## Lignes de données

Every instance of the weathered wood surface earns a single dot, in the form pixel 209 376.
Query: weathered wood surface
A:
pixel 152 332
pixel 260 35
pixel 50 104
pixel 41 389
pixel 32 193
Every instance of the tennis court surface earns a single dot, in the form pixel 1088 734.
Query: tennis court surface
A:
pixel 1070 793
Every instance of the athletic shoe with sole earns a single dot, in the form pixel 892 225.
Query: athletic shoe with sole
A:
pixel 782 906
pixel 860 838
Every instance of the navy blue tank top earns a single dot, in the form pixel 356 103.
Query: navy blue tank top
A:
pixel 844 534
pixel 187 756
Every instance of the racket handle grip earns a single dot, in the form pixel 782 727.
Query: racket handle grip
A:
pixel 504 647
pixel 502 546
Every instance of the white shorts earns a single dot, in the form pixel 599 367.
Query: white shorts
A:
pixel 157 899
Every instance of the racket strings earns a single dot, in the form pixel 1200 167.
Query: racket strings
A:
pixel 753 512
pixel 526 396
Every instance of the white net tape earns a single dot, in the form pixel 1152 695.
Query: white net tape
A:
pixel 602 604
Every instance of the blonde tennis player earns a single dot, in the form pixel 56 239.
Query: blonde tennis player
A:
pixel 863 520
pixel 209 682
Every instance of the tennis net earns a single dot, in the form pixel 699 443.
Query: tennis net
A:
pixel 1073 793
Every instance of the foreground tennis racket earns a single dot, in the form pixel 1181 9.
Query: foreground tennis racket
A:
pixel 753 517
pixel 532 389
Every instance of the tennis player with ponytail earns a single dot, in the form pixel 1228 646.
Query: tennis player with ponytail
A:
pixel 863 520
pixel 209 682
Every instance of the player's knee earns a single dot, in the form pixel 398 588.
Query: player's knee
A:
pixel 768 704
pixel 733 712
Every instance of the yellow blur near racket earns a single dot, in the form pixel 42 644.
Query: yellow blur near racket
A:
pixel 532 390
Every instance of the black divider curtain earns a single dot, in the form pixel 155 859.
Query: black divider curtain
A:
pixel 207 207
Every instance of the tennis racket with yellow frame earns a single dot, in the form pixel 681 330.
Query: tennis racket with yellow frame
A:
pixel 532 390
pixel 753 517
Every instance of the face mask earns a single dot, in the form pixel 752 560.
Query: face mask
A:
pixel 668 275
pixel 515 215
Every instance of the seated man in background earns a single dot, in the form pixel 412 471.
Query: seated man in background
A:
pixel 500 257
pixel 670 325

## Travail demandé
Substituez "receives one dot" à "earns a single dot" dans les lignes allant du début jusqu'à la ligne contenant "pixel 526 396" incluse, puis recopiez uniquement ces lignes sans rien modifier d'autre.

## Résultat obtenu
Every instance of the weathered wood surface receives one dot, in the form pixel 209 376.
Query: weathered wood surface
A:
pixel 152 332
pixel 260 35
pixel 50 104
pixel 41 389
pixel 32 193
Every instance of the tennis court surface receives one dot, in the form pixel 1088 734.
Query: tennis court surface
A:
pixel 1070 793
Every instance of the athletic shoe with sole receives one dot, in the form pixel 892 225.
Query: athletic shoe with sole
A:
pixel 782 906
pixel 860 838
Every instance of the navy blue tank top receives one dot, in the form pixel 356 103.
Query: navy blue tank top
A:
pixel 844 534
pixel 187 756
Every instance of the racket handle grip receives one dot, in the form pixel 782 727.
Query: racket handle grip
A:
pixel 504 647
pixel 502 546
Every instance of the white shorts receives one dot, in the form pixel 599 367.
Query: white shorts
A:
pixel 157 899
Every instance of the racket strings receives one dot, in the form pixel 1200 167.
Query: racket strings
A:
pixel 753 512
pixel 526 396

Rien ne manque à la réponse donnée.